ENTRIES SHOWN
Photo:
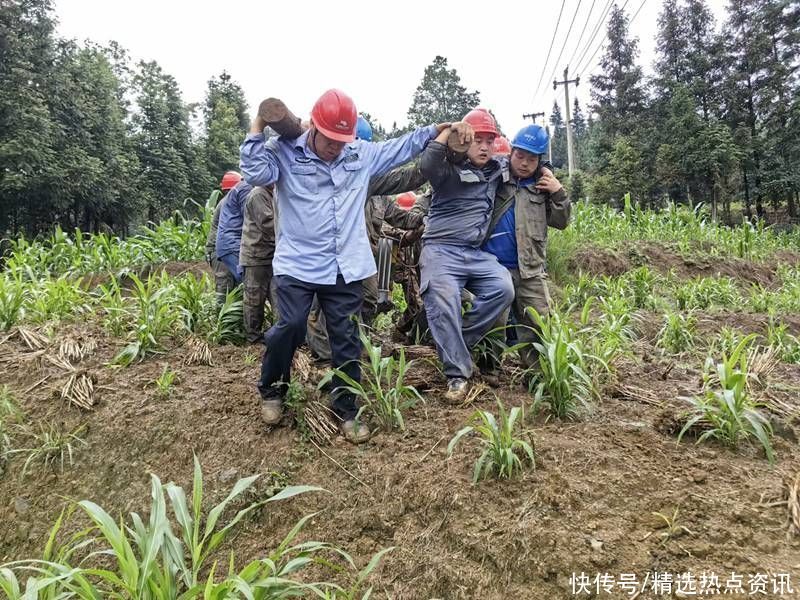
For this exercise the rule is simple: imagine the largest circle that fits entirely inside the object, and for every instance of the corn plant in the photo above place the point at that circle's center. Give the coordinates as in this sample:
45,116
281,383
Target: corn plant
12,301
9,409
57,299
726,411
489,351
152,559
726,341
153,318
501,440
228,325
786,344
678,332
382,389
609,336
108,297
165,383
52,447
641,287
562,383
704,292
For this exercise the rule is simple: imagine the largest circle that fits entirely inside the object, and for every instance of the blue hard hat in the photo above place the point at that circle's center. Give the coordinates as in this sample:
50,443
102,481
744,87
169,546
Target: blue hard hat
363,129
532,138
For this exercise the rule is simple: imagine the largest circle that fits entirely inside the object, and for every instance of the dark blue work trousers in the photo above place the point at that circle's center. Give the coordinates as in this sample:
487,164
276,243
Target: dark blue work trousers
341,303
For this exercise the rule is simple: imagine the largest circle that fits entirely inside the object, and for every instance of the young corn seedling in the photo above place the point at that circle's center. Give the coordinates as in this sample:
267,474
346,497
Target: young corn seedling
562,383
786,345
196,301
678,332
12,301
706,292
228,326
501,440
169,555
382,389
52,447
671,527
165,383
154,318
725,411
642,283
56,299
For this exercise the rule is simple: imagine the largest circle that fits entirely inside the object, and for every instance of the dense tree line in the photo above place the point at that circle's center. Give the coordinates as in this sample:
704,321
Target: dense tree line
89,139
719,121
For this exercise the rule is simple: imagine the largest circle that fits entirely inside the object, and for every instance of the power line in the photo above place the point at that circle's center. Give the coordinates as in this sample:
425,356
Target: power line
555,64
595,30
580,37
636,14
585,65
546,60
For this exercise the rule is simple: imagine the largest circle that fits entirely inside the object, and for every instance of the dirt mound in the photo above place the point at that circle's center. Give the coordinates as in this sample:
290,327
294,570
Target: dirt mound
602,261
587,507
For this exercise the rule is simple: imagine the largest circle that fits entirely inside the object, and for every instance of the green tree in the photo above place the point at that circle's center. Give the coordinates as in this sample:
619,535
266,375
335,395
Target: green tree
226,123
27,156
558,137
440,97
618,91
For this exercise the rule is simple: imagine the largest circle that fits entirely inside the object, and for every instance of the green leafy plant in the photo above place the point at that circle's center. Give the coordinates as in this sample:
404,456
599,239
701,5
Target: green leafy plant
165,383
153,318
228,326
562,383
12,301
382,390
153,559
501,441
726,411
678,332
52,447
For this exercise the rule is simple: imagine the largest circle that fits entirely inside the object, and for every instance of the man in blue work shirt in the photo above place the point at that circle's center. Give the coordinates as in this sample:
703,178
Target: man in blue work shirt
322,247
452,259
229,233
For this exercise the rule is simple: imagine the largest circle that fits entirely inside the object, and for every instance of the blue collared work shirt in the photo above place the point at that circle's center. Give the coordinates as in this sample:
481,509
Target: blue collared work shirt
320,206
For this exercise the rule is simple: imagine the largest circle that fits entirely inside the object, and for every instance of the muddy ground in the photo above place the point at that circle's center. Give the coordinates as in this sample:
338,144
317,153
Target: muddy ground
587,506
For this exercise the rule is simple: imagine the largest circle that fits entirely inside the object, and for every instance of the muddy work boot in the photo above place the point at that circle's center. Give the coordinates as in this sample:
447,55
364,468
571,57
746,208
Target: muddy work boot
457,389
355,432
271,411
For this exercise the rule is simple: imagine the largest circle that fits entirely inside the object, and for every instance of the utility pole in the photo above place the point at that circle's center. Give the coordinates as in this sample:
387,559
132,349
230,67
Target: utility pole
533,116
565,83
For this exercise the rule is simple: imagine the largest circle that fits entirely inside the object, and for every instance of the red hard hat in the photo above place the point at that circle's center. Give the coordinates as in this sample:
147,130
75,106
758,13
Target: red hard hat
407,200
335,116
501,146
482,121
229,180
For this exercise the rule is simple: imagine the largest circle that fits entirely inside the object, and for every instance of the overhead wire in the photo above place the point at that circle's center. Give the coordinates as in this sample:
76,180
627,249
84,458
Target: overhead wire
549,50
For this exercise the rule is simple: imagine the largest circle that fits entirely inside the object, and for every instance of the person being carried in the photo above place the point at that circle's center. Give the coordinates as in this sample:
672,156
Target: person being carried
224,280
526,205
322,248
255,258
452,259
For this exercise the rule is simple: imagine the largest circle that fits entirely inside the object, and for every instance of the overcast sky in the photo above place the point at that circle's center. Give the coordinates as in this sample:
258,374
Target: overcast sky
375,51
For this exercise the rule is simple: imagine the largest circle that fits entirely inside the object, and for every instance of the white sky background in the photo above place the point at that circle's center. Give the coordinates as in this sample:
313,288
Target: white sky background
375,51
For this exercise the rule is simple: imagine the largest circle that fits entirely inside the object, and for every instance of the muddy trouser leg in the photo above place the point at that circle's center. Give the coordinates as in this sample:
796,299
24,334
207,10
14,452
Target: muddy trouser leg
491,284
443,276
224,281
256,289
530,291
283,338
370,309
342,303
317,335
232,262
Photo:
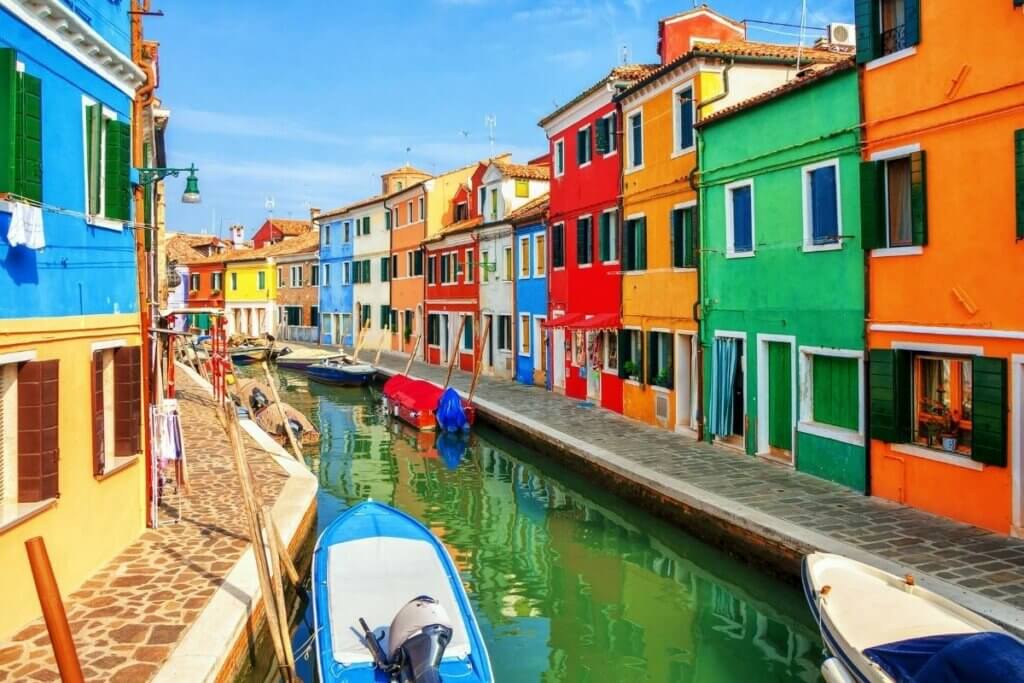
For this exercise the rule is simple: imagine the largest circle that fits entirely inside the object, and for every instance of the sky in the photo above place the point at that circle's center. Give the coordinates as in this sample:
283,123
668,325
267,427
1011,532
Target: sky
308,101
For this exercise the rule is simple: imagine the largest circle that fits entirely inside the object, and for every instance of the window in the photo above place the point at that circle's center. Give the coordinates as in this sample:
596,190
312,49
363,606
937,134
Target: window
504,333
739,218
585,241
635,127
524,339
635,245
584,151
540,255
558,246
684,245
683,112
607,237
821,215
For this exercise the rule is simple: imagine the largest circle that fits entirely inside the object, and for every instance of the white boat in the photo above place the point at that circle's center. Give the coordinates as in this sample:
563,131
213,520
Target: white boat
884,629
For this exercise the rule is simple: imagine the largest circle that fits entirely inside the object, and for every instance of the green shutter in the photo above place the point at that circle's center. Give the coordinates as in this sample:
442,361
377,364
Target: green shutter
919,200
1019,163
868,36
29,138
891,390
117,201
8,118
989,411
872,205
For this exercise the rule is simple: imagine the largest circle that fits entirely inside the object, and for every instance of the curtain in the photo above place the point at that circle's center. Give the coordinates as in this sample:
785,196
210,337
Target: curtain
724,365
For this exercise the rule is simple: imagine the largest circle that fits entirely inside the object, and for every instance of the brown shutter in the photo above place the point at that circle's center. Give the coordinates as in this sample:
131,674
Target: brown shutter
127,400
38,445
98,456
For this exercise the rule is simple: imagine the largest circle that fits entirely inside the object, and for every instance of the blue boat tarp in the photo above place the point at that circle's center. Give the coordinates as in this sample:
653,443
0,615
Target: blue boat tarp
973,657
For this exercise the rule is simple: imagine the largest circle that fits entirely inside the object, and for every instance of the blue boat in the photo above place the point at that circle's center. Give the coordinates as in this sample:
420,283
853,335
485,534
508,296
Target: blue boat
388,604
341,374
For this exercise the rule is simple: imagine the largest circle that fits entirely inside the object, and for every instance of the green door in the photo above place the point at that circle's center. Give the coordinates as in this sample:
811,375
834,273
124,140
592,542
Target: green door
779,396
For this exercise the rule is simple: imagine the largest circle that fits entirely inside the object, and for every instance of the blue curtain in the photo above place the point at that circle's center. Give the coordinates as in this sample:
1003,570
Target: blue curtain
724,363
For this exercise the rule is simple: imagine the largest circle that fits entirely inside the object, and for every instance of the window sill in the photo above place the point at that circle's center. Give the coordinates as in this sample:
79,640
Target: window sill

TASK DETAILS
Copy out, unchanged, every line from the one containing "the blue curtain" through the last line of the items above, inclusive.

FULL OUTPUT
For this exercise the rule is simple: imagine the largest circle that fits entirely inside the object, and for every instance of the blue curtain in the photo above place the point at that circle's center. Give the coordinates as in this sample:
1003,570
Target: blue curtain
724,363
For this exercise the rule is simple: imagine the largest circle that fits entirely inside the object, and for every instance of the window sill in the photo above place the point at that circle's center. Give the coordinates as in this sample:
79,640
Target: window sill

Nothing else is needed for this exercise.